Convert the rows below into a JSON list of strings, one string per line with blank lines omitted, starting at the first line of the rows and ending with the line containing "[0,0,300,300]", both included.

[TASK DATA]
· · · ·

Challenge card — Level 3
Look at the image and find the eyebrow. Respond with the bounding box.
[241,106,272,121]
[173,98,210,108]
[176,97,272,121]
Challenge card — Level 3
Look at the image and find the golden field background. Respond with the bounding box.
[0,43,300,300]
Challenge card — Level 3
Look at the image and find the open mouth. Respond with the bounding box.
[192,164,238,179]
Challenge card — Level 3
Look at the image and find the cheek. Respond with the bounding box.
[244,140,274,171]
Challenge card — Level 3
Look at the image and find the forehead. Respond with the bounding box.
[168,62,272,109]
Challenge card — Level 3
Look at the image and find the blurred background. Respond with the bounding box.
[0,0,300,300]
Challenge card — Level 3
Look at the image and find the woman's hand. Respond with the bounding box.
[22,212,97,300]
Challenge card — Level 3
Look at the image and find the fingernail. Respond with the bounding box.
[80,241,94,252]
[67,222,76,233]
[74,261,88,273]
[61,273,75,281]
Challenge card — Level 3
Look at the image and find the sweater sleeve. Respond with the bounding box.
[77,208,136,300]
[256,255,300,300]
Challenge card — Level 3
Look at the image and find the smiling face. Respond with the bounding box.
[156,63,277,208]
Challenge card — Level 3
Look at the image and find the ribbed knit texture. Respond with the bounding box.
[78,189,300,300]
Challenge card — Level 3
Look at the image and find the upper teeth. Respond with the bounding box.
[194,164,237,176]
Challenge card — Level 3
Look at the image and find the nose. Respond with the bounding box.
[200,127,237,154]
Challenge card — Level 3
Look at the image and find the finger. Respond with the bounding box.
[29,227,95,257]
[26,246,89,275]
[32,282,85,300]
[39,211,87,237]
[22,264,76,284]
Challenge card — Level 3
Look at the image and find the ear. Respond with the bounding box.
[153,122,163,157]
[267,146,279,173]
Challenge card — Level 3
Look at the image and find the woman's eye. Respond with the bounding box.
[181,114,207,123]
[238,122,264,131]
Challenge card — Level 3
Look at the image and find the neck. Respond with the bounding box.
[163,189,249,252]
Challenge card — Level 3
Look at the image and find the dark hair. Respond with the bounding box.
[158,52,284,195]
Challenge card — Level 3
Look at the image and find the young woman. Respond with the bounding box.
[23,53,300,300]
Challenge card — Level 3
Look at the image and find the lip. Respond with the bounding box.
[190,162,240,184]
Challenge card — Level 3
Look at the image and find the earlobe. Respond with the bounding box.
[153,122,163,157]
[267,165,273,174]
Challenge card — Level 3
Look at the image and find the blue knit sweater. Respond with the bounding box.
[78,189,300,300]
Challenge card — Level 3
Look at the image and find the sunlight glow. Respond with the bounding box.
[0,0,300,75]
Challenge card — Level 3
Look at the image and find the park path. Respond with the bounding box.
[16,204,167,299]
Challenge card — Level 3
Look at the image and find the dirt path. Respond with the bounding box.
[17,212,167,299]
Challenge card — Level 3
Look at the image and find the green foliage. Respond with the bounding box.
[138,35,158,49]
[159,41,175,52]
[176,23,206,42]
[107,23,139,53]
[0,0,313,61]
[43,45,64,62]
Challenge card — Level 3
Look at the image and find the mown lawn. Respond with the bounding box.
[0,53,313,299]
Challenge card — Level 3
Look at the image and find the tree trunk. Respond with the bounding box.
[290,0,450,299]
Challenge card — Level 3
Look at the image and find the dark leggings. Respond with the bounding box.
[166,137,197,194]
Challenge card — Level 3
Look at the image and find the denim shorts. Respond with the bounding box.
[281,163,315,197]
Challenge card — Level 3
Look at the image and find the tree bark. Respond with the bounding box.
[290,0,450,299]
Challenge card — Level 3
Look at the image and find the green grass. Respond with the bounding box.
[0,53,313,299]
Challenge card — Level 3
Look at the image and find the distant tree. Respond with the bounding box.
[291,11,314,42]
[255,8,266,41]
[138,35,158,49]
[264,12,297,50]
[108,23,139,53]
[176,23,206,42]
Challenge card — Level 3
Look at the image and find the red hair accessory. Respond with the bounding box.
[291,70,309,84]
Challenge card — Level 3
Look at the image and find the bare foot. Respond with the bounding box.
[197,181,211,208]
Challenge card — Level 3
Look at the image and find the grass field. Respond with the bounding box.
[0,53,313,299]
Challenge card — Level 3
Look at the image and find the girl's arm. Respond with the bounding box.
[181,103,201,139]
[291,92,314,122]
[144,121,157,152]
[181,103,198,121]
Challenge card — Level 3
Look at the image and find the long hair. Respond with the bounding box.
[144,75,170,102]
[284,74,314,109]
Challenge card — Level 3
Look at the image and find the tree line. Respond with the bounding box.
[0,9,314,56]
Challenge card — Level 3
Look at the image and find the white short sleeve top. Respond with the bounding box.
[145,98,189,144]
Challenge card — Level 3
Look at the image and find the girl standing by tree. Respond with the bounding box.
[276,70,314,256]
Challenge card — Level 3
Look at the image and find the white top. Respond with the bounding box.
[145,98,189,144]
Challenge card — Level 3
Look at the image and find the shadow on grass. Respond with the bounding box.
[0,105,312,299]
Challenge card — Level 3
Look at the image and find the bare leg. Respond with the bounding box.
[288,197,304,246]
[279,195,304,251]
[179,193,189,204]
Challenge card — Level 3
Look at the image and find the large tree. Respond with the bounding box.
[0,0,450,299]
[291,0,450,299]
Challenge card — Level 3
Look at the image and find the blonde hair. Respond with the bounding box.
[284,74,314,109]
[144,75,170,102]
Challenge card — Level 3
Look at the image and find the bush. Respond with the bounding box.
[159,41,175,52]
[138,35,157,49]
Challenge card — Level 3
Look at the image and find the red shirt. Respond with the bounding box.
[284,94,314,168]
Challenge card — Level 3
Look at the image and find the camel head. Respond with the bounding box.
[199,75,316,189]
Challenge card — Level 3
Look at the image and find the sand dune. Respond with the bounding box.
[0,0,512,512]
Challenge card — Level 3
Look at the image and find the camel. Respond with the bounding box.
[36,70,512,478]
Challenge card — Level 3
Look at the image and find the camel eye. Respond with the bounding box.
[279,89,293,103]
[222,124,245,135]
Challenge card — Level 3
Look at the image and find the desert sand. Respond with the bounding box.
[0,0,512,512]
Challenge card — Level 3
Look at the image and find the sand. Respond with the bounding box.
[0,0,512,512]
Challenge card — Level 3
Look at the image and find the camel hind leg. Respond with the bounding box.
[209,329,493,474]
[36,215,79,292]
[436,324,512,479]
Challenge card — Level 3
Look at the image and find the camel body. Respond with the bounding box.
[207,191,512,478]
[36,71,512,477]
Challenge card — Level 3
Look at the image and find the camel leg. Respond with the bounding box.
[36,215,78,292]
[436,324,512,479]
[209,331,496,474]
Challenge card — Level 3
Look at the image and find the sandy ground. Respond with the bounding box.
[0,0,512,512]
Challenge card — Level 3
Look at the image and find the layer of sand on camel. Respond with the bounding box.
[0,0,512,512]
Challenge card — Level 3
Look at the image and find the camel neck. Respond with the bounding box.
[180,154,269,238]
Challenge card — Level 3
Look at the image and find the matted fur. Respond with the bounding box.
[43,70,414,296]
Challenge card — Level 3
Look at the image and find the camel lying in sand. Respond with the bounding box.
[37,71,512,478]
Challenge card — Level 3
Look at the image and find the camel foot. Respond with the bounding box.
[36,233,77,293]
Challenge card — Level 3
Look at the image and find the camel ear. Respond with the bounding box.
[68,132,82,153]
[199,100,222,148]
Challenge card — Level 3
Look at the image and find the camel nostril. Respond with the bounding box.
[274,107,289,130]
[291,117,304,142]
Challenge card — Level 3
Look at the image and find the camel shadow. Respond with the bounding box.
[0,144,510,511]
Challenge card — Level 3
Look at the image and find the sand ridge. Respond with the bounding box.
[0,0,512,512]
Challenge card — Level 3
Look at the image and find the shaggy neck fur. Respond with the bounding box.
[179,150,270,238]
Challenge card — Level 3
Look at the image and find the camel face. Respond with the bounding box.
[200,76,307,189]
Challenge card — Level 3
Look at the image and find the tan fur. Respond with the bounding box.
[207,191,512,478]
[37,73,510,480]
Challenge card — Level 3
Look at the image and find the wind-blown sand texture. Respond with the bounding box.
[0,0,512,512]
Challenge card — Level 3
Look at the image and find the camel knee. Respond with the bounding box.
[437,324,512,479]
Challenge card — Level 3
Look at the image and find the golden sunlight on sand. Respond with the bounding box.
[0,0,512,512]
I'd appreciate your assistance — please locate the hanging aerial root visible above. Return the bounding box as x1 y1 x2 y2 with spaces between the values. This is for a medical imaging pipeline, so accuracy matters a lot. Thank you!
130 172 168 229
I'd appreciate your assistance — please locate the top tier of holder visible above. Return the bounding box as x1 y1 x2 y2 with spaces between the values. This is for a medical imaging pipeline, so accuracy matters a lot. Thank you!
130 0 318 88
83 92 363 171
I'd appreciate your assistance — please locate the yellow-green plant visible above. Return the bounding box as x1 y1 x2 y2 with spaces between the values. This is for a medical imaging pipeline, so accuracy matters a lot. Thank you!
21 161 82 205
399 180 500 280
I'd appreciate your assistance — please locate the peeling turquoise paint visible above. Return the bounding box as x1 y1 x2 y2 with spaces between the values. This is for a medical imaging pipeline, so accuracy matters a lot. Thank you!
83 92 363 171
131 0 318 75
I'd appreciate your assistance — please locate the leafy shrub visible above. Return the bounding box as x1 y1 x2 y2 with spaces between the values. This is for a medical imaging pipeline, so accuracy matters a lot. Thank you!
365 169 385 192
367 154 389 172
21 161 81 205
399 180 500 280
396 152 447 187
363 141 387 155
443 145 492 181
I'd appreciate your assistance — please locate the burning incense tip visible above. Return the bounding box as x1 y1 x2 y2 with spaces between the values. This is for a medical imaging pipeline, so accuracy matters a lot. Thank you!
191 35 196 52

· · · ·

[EXERCISE RESPONSE]
[
  "Challenge card — Level 3",
  "Look at the image and find the eyebrow. Respond with the bounding box.",
  "[241,106,272,121]",
  "[173,98,210,108]",
  "[176,97,272,121]",
  "Challenge card — Level 3",
  "Look at the image and find the golden field background. Respond with the bounding box.",
  "[0,43,300,300]",
  "Challenge card — Level 3",
  "Look at the image and find the open mouth. Respond with the bounding box.",
  "[192,164,238,179]",
  "Challenge card — Level 3",
  "Look at the image and find the cheek. Respond with the bounding box.",
  "[244,140,274,171]",
  "Challenge card — Level 3",
  "Look at the image and find the forehead. Respond with the bounding box.",
  "[168,62,272,109]",
  "Challenge card — Level 3",
  "Look at the image and find the blurred background. Respond with the bounding box.",
  "[0,0,300,300]"
]